Work to complete.
Please extract each line from the listing below that contains the word "window", and copy each such line in full.

Given data.
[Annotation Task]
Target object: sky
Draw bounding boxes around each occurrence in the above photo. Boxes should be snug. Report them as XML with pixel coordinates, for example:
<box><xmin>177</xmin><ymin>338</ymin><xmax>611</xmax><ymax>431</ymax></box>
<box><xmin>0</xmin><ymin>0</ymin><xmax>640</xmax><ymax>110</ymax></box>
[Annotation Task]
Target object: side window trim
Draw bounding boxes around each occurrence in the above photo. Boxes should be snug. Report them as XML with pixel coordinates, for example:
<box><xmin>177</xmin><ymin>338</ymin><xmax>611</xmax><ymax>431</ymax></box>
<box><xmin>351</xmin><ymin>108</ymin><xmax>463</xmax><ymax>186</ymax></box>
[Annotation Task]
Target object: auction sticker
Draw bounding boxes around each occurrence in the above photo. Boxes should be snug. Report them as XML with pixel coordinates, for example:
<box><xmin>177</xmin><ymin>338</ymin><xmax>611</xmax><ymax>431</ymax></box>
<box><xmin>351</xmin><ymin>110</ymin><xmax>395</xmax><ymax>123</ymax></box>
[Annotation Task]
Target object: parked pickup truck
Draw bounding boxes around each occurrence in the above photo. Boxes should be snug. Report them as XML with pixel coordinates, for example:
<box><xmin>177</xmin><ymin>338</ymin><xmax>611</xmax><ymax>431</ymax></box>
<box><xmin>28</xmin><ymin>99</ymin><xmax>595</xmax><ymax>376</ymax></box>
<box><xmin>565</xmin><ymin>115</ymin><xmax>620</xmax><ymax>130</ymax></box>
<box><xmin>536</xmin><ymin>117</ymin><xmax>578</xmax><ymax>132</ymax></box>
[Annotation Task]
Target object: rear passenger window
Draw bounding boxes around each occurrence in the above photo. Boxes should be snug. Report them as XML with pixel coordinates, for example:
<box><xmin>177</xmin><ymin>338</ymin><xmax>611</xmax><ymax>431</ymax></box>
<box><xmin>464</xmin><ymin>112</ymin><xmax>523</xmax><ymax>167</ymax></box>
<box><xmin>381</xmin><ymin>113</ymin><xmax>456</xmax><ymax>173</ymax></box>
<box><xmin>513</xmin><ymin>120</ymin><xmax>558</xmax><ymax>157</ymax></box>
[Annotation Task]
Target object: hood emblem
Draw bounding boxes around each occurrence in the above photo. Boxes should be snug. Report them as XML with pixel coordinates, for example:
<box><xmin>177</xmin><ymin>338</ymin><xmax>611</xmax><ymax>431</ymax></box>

Task solution.
Target object: side window trim
Target object: rear passenger window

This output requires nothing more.